* begin *

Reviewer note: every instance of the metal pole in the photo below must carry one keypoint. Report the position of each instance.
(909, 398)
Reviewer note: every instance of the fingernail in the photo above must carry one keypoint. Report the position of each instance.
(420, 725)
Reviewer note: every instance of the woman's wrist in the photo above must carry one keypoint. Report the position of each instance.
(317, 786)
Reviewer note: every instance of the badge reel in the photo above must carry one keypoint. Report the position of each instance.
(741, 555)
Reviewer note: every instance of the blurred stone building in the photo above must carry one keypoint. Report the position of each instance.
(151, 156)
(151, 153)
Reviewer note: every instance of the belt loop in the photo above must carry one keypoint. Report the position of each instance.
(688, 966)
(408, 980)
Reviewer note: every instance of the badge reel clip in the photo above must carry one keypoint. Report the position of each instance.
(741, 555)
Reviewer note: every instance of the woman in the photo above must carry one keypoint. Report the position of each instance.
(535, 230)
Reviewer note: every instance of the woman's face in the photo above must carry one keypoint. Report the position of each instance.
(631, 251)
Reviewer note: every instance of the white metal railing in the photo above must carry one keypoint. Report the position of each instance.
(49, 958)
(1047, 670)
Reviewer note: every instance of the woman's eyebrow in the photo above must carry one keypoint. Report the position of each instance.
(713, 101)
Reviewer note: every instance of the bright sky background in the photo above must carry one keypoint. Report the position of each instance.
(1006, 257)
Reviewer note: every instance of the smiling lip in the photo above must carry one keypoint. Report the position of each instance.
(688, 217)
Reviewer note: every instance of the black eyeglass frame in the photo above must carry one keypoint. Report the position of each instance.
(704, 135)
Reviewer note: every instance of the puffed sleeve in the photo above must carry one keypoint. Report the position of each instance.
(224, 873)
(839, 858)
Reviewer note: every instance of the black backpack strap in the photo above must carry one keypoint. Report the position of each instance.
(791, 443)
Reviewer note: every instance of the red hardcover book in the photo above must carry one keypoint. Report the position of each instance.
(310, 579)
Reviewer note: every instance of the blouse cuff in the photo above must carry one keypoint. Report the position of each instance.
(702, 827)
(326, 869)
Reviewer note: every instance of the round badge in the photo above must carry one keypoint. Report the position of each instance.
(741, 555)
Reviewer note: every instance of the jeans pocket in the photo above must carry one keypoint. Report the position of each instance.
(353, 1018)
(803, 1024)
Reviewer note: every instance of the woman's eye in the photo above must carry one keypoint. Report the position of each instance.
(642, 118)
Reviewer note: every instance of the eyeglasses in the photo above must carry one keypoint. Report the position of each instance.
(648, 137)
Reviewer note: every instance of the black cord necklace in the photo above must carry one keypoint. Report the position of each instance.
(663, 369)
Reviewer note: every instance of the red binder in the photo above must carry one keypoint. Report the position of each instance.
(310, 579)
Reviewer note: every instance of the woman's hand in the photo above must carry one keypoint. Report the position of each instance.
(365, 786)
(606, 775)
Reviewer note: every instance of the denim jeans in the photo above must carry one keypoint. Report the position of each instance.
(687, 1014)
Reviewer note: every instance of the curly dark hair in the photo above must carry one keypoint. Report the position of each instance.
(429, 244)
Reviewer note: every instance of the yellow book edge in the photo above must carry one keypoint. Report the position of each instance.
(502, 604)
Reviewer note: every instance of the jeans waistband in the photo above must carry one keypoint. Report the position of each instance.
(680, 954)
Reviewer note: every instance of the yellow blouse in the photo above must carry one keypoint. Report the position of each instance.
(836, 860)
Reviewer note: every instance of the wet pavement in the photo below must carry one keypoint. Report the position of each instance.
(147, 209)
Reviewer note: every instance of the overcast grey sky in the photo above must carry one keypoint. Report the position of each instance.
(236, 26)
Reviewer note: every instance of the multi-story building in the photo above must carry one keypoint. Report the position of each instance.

* end *

▶ _Problem statement_
Copy out the whole listing above line for line, changing nothing from its first entry through its last.

▶ _Reply to the exercise_
Reviewer note: every instance of the metal pole in the photo below must carry one keypoint. Report the position of each instance.
(909, 398)
Reviewer note: every instance of the fingernail in the photo above must carry one keypoint. Report the position of each instance.
(420, 725)
Reviewer note: every instance of the woman's wrist in the photo above must carry one keypoint. Report the position of each instance.
(317, 786)
Reviewer note: every instance of the badge reel in the photo above must carry one keypoint. Report the position of each instance.
(741, 555)
Reviewer note: every instance of the blurred stone building in the photo above must carry one keypoint. Report the position of each instance.
(151, 156)
(151, 153)
Reviewer note: every instance of the belt loop in the photo above must carry one keypoint. Report the position of each instance.
(688, 966)
(408, 980)
Reviewer note: every instance of the badge reel clip in the photo above must carry one keypoint. Report the position of each instance.
(741, 555)
Reviewer note: every instance of the woman in the photo above must carry one keypoint. Report the position of each instance.
(535, 230)
Reviewer note: every instance of the woman's face in the photo above must carry one keypoint. Report the position of each instance.
(631, 251)
Reviewer note: every instance of the white metal railing in the photo above must carry one keypoint. Report the position of each instance.
(49, 958)
(1047, 670)
Reviewer note: every instance of the woman's eyebrow in the photo above must carry one keypoint. Report the position of each instance.
(713, 101)
Reviewer note: every instance of the bright sky background in the photo above must carry one keypoint. Report the position of each instance.
(1006, 257)
Reviewer note: every instance of the smiling lip in the photo above must carry one keypoint. Report the position of each instance.
(688, 217)
Reviewer note: every instance of the black eyeglass frame in the photo above must carry one keypoint. Report the position of each instance.
(704, 135)
Reviewer note: every instance of the puffed sleeve in the photo above must carry one keypoint. Report the position of each instance.
(224, 873)
(839, 858)
Reviewer note: every instance of the black backpack strap in the photo above must carry one keypoint. Report the position of each instance.
(791, 443)
Reviewer note: every instance of the red hardcover book in the photo above must carry one keypoint. Report the position of each instance.
(310, 579)
Reviewer note: every instance of the blouse cuff in the photo above must carry one keypoint. Report the position of each instance.
(702, 827)
(326, 869)
Reviewer note: every instance of the round badge in the photo above must carry one keypoint. Report the position of each instance.
(741, 555)
Reviewer note: every instance of the jeans pocket in the photo above must carry one keypoint. Report the position of each instance.
(353, 1018)
(803, 1024)
Reviewer note: every instance of the woman's eye in the photo above must carry one keypoint. Report the position of each instance.
(642, 118)
Reviewer note: every instance of the eyeglasses in the photo above must carry one keypoint. Report the position of each instance.
(648, 137)
Reviewer note: every instance of the black cord necklace in the photo above must carry one keypoint. Report the position of each instance.
(663, 369)
Reviewer note: every instance of the red binder in the photo above must carry one keypoint. Report the position of each instance.
(310, 579)
Reviewer note: every instance of the woman's hand in the photo above must carry one keypoint. Report the position of each instance.
(365, 786)
(606, 775)
Reviewer note: every instance of the denim jeans in the photo above must carry one keypoint. Report the position of each instance.
(687, 1014)
Reviewer note: every instance of the curly dark hair in the photo above must carry one keypoint. Report the position of each instance.
(429, 244)
Reviewer note: every instance of the yellow book edge in the photo above must carry one keypoint. Report the position of each instance.
(502, 604)
Reviewer note: every instance of the jeans waistband in the photo above must carry one keypoint. Report the position of each instance.
(680, 954)
Reviewer note: every instance of the yellow blouse in the photo above must carry one keypoint. Report the position of each instance.
(836, 860)
Reviewer note: every instance of the wet pavement in the photo below must carry one keypoint. Report the position of each instance.
(147, 209)
Reviewer note: every instance of the overcast grey sky in the photo above must carry one keypoint. Report the position of each instance.
(236, 26)
Reviewer note: every instance of the multi-story building in the photo above must carry one keypoint. Report the position of each instance.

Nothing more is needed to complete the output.